### Source records
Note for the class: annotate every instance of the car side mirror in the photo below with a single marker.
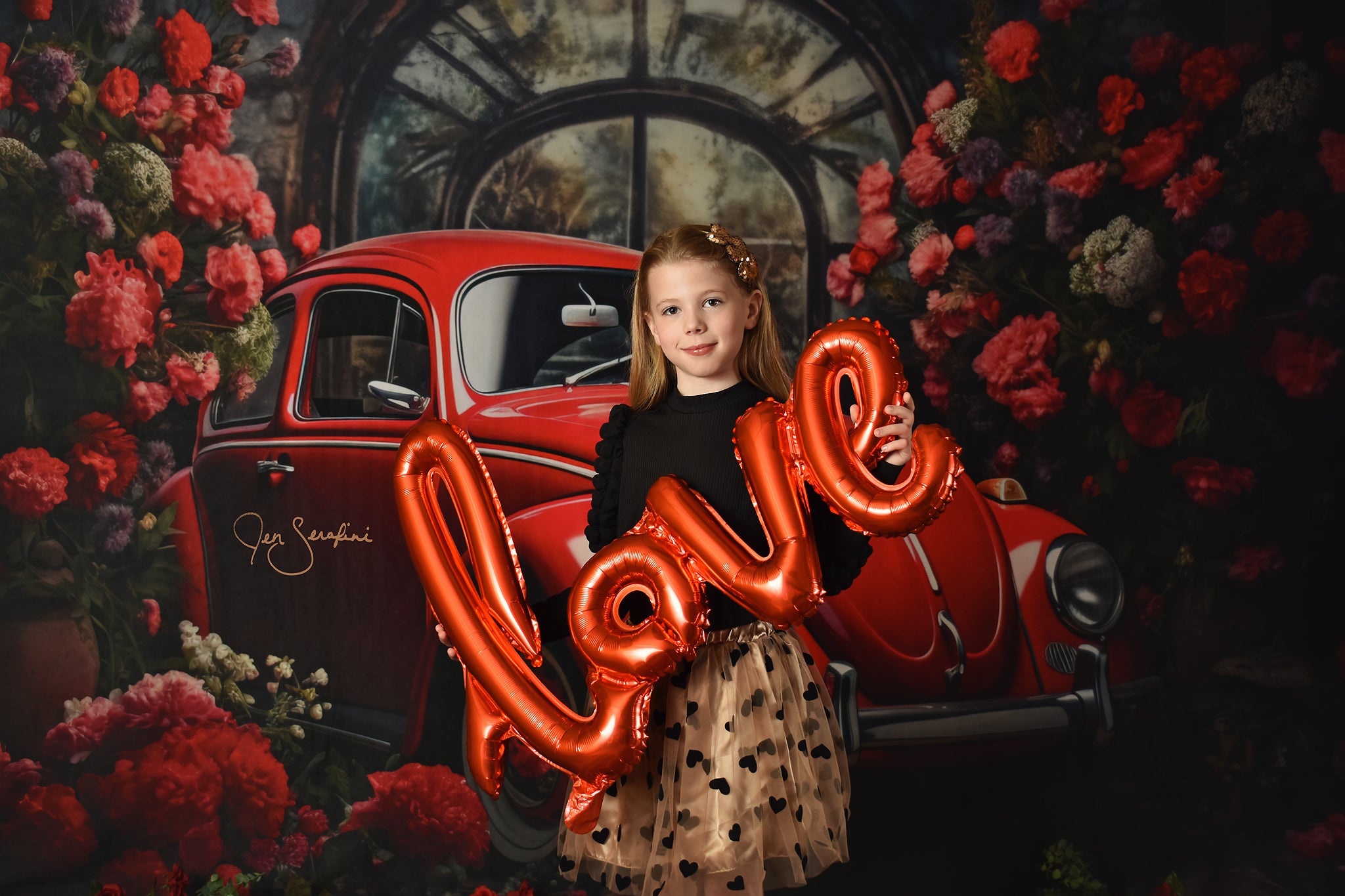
(590, 316)
(399, 398)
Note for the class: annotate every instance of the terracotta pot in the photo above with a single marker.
(45, 661)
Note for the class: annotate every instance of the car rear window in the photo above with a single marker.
(513, 335)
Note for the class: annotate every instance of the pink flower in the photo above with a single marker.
(1006, 458)
(1333, 159)
(844, 285)
(879, 232)
(263, 12)
(273, 268)
(192, 377)
(1059, 10)
(144, 400)
(930, 258)
(236, 277)
(151, 616)
(1082, 181)
(307, 240)
(32, 482)
(937, 387)
(1250, 562)
(940, 97)
(114, 312)
(1012, 50)
(1304, 368)
(875, 190)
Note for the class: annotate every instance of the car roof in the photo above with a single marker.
(445, 251)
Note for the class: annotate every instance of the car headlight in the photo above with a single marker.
(1084, 585)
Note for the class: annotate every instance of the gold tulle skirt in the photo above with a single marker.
(744, 786)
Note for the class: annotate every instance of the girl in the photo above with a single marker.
(744, 785)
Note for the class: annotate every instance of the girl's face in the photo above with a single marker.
(698, 314)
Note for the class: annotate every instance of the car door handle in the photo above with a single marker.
(953, 676)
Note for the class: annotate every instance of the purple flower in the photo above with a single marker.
(156, 464)
(119, 18)
(1324, 292)
(993, 234)
(283, 58)
(46, 75)
(112, 527)
(74, 174)
(1021, 186)
(981, 160)
(1219, 237)
(93, 217)
(1071, 125)
(1064, 215)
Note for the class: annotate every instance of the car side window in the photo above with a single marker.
(234, 410)
(523, 330)
(365, 335)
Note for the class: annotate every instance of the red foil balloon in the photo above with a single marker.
(678, 545)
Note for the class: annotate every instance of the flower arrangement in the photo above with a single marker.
(135, 250)
(1122, 282)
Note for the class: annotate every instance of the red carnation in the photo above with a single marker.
(1012, 50)
(186, 49)
(273, 268)
(35, 10)
(1082, 181)
(1283, 237)
(119, 92)
(1210, 77)
(236, 277)
(307, 240)
(1304, 368)
(114, 312)
(1212, 289)
(1151, 416)
(1332, 156)
(102, 459)
(930, 258)
(1110, 382)
(1006, 458)
(1157, 51)
(1211, 484)
(1059, 10)
(1251, 561)
(875, 190)
(192, 377)
(162, 253)
(862, 259)
(1152, 161)
(1116, 98)
(47, 832)
(32, 482)
(428, 813)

### What the task requires
Print exactly, and only, the lines running from the one that contains "Note for the class: annotate every instance of the purple" to the last line of the records above.

### Exercise response
Note for the class: annotate every instance of the purple flower in the photo above with a single marker.
(156, 464)
(119, 18)
(1324, 292)
(993, 234)
(283, 58)
(46, 75)
(112, 527)
(74, 174)
(1021, 186)
(981, 160)
(1219, 237)
(93, 217)
(1071, 125)
(1064, 215)
Note for the class: annotate every instance of the car side window in the photo above with a single marker.
(234, 410)
(523, 330)
(365, 335)
Note for the class: annotate every instance of the red foil balloon in the photo above with a single marker.
(678, 545)
Note for the class: annotate every instance of the flower arrangement in the photo above with a single marker.
(135, 250)
(1122, 282)
Note for the class: annotate every instance of the red carnation in the photo above with a single marker.
(1012, 50)
(186, 49)
(273, 268)
(35, 10)
(1082, 181)
(1283, 237)
(119, 92)
(1210, 77)
(236, 277)
(307, 240)
(1304, 368)
(114, 312)
(1212, 289)
(1151, 416)
(1332, 156)
(102, 459)
(930, 258)
(1110, 382)
(1006, 458)
(1157, 51)
(1211, 484)
(1059, 10)
(1251, 561)
(875, 190)
(192, 377)
(162, 253)
(862, 259)
(1152, 161)
(1116, 98)
(47, 832)
(32, 482)
(428, 813)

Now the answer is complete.